» **Reading text**

>>>

Re: Improving the isolationtester: fewer failures, less delay

From: Andres Freund <andres(at)anarazel(dot)de>
To: Tom Lane <tgl(at)sss(dot)pgh(dot)pa(dot)us>
Cc: pgsql-hackers(at)lists(dot)postgresql(dot)org
Subject: Re: Improving the isolationtester: fewer failures, less delay
Date: 2021-06-16 01:18:20
Message-ID: 20210616011820.2ktysyfozfhqdtha@alap3.anarazel.de
Views: Raw Message | Whole Thread | Download mbox | Resend email
Thread:
Lists: pgsql-hackers

Hi,

Only halfway related: I wonder if we should remove the automatic
permutation stuff - it's practically never useful. Probably not worth
changing...

On 2021-06-15 17:09:00 -0400, Tom Lane wrote:
> +The general form of a permutation entry is
> +
> + "step_name" [ ( marker [ , marker ... ] ) ]
> +
> +where each marker defines a "blocking condition". The step will not be
> +reported as completed before all the blocking conditions are satisfied.

Minor suggestion: I think the folliwing would be a bit easier to read if
there first were a list of markers, and then separately the longer
descriptions. Right now it's a bit hard to see which paragraph
introduces a new type of marker, and which just adds further commentary.

> + /*
> + * Check for other steps that have finished. We must do this
> + * if oldstep completed; while if it did not, we need to poll
> + * all the active steps in hopes of unblocking oldstep.
> + */

Somehow I found the second sentence a bit hard to parse - I think it's
the "while ..." sounding a bit odd to me.

> + /*
> + * If the target session is still busy, apply a timeout to
> + * keep from hanging indefinitely, which could happen with
> + * incorrect blocker annotations. Use the same 2 *
> + * max_step_wait limit as try_complete_step does for deciding
> + * to die. (We don't bother with trying to cancel anything,
> + * since it's unclear what to cancel in this case.)

<<<

» **Records provided**
>>>

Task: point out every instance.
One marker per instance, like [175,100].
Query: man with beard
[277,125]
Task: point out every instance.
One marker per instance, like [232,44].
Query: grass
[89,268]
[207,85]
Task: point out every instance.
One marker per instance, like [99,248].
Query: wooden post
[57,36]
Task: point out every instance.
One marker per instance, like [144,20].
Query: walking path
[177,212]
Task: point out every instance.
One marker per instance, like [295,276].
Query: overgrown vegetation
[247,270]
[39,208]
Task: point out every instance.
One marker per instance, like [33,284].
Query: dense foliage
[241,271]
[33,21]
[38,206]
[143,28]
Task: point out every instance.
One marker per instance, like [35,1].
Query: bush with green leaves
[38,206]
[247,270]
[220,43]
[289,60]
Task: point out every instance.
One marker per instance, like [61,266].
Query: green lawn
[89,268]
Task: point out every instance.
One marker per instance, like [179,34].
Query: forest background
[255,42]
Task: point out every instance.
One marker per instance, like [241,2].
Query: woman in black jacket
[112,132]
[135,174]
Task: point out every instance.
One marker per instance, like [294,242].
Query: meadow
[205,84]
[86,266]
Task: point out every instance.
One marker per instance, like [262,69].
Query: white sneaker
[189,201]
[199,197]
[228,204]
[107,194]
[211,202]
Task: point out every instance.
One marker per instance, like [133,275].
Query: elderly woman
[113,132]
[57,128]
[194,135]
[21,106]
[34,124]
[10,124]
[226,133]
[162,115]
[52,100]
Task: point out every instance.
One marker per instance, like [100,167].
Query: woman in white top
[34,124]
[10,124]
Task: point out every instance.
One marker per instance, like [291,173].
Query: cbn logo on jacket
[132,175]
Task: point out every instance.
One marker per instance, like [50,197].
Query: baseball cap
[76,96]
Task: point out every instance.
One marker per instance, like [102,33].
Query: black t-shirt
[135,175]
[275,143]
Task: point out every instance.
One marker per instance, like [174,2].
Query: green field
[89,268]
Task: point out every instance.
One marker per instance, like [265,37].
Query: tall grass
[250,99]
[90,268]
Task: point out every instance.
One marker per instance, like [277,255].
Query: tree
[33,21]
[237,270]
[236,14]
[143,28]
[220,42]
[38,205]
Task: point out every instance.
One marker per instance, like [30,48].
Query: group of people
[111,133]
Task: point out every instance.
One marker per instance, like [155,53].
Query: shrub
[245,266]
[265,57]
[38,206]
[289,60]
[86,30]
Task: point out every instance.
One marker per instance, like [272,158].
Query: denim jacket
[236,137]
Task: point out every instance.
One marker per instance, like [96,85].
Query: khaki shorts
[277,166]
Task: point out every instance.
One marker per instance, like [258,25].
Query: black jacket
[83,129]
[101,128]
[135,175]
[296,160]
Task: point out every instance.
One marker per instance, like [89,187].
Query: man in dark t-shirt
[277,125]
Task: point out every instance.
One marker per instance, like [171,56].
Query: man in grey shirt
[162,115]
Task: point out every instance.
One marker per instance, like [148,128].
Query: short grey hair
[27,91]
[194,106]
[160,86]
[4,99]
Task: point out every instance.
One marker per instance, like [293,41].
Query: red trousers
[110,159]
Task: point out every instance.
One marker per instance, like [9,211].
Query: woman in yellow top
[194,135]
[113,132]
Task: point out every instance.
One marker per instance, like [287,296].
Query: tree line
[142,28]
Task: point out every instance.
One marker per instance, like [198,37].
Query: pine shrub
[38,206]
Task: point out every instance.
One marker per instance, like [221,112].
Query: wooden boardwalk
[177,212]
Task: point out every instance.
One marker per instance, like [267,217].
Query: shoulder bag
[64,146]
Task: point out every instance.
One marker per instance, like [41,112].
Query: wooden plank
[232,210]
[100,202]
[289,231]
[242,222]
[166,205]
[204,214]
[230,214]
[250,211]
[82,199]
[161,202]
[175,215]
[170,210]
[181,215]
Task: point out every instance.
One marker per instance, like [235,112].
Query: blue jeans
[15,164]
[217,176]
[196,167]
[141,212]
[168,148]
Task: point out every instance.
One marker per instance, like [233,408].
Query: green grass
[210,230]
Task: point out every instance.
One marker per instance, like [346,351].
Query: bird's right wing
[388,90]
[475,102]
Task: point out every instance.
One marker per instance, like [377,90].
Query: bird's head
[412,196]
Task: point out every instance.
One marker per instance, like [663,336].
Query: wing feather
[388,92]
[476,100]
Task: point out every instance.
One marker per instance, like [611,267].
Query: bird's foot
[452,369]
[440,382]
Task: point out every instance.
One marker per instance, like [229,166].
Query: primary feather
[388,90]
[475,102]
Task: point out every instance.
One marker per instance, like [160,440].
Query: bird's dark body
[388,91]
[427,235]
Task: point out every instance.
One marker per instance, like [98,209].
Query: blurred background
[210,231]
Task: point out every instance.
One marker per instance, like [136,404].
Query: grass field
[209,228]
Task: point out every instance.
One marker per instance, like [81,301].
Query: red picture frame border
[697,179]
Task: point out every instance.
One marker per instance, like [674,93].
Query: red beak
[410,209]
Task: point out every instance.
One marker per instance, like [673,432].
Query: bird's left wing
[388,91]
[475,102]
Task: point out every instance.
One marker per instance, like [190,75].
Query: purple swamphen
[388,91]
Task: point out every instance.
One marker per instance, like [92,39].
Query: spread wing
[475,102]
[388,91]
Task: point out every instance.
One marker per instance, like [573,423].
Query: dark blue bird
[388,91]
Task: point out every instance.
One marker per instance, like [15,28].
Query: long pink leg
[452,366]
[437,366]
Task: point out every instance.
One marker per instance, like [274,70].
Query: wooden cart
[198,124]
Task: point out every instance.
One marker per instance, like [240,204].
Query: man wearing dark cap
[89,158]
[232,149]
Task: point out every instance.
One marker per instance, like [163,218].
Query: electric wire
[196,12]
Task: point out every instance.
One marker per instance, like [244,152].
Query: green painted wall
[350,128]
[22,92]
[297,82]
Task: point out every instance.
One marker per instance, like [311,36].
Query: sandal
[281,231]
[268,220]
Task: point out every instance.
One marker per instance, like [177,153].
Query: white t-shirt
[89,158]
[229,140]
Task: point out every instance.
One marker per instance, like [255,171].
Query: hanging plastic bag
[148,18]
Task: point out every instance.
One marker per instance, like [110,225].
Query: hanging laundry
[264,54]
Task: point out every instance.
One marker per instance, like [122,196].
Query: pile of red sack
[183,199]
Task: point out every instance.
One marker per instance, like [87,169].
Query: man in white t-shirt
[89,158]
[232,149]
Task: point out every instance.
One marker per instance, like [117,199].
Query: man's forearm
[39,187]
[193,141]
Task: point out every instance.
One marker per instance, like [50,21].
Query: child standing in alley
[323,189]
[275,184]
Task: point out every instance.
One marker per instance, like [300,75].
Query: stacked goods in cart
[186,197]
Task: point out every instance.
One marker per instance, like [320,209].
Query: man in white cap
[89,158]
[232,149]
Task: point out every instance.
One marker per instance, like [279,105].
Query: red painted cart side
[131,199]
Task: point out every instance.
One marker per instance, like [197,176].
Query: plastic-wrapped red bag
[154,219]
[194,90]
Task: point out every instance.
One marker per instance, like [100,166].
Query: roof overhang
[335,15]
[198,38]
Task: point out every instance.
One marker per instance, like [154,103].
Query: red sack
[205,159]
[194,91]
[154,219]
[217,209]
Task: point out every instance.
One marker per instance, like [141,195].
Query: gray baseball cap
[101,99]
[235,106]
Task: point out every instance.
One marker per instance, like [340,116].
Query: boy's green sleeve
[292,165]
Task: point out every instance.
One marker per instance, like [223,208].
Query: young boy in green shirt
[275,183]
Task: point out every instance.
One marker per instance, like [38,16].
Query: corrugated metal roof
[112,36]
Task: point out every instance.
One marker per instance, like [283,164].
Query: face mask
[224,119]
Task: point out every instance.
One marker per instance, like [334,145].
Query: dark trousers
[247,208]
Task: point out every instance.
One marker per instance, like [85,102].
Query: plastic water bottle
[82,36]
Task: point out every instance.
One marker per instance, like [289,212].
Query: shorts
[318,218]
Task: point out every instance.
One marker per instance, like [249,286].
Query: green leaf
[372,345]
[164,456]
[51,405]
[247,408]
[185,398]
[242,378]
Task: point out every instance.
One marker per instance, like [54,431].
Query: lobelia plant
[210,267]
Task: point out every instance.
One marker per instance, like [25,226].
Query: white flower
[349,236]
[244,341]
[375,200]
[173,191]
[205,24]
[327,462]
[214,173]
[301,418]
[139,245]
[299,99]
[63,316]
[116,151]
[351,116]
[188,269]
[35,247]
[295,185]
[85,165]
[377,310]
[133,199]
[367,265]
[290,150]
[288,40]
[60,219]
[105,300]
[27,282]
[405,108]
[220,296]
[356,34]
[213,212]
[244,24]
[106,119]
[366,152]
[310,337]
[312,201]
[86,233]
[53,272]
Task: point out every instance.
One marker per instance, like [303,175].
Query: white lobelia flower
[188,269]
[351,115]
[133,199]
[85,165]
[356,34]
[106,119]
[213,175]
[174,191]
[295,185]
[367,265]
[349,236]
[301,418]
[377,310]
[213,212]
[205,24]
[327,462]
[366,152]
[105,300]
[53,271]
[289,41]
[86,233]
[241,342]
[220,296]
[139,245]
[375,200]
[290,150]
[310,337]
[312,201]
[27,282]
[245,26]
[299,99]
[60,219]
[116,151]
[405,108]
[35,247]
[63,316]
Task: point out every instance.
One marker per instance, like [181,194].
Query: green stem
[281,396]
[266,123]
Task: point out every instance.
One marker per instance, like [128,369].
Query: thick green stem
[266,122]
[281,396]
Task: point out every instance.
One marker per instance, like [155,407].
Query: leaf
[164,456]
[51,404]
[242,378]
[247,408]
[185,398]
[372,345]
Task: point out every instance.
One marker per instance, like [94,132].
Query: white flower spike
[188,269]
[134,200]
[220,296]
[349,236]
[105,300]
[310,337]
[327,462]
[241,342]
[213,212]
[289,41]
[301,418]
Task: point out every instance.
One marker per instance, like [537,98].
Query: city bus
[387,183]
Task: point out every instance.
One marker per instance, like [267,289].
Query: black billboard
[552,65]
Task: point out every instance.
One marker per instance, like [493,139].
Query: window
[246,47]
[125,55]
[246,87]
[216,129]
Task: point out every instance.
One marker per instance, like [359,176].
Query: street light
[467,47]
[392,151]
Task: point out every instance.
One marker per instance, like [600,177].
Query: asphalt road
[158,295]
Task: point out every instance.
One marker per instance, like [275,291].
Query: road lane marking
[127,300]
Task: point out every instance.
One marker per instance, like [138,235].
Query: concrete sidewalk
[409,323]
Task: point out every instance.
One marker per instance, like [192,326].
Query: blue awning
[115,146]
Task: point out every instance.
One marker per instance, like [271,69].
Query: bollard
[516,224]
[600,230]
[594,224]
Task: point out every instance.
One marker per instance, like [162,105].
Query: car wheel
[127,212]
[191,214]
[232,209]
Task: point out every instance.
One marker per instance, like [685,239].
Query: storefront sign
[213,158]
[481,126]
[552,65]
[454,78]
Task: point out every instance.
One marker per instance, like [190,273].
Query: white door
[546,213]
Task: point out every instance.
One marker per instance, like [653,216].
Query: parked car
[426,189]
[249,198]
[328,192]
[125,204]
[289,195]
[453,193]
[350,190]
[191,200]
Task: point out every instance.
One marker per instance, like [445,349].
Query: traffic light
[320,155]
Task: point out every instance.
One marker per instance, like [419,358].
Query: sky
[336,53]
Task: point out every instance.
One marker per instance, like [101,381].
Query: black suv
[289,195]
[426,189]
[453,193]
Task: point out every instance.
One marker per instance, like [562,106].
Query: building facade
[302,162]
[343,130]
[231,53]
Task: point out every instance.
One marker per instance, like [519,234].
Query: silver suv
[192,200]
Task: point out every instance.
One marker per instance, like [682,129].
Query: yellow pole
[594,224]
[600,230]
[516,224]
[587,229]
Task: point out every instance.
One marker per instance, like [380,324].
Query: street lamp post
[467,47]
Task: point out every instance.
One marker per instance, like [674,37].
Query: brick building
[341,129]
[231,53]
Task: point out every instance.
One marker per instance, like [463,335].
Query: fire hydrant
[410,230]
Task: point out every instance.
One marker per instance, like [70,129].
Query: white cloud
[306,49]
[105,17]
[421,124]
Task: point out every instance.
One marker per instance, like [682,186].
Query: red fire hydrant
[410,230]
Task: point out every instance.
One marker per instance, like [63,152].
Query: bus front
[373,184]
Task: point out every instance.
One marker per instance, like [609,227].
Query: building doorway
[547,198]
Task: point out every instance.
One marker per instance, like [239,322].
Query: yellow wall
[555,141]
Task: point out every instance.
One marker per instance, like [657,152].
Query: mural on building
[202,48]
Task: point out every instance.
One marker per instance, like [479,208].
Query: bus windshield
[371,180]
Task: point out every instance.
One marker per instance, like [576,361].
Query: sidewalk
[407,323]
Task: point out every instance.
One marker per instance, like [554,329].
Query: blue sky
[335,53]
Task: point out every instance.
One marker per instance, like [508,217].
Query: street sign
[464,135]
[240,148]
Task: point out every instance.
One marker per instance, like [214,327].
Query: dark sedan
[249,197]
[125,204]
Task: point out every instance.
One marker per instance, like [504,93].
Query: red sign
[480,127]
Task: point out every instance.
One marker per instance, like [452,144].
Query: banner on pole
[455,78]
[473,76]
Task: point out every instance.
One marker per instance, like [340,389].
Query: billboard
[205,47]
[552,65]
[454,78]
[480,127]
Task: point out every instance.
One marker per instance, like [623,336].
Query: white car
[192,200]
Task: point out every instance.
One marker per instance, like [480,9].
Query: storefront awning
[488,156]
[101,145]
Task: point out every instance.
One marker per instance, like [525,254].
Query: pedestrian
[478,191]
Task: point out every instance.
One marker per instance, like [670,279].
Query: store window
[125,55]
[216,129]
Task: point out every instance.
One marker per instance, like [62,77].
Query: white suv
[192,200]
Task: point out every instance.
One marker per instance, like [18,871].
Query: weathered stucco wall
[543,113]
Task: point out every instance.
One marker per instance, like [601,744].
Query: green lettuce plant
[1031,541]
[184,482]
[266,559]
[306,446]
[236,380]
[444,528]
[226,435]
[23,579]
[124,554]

<<<

» **Written task**
Carry on writing the isolationtester email from the point where it stops. The listing has no connection to the isolationtester email.

» **Exercise output**
> + */
> + if (iconn->active_step != NULL)
> + {
> + struct timeval current_time;
> + int64 td;
> +
> + gettimeofday(&current_time, NULL);
> + td = (int64) current_time.tv_sec - (int64) start_time.tv_sec;
> + td *= USECS_PER_SEC;
> + td += (int64) current_time.tv_usec - (int64) start_time.tv_usec;
>+ if (td > 2 * max_step_wait)
> + {
> + fprintf(stderr, "step %s timed out after %d seconds\n",
> + iconn->active_step->name,
> + (int) (td / USECS_PER_SEC));
> + exit(1);
> + }
> + }
> + }
> }

It might be worth printing out the list of steps the being waited for
when reaching the timeout - it seems like it'd now be easier to end up
with a bit hard to debug specs. And one cannot necessarily look at
pg_locks or such anymore to debug em.

> @@ -833,6 +946,19 @@ try_complete_step(TestSpec *testspec, Step *step, int flags)
> }
> }
>
> + /*
> + * The step is done, but we won't report it as complete so long as there
> + * are blockers.
> + */
> + if (step_has_blocker(pstep))
> + {
> + if (!(flags & STEP_RETRY))
> + printf("step %s: %s <waiting ...>\n",
> + step->name, step->sql);
> + return true;
> + }

Might be a bug in my mental state machine: Will this work correctly for
PSB_ONCE, where we'll already returned before?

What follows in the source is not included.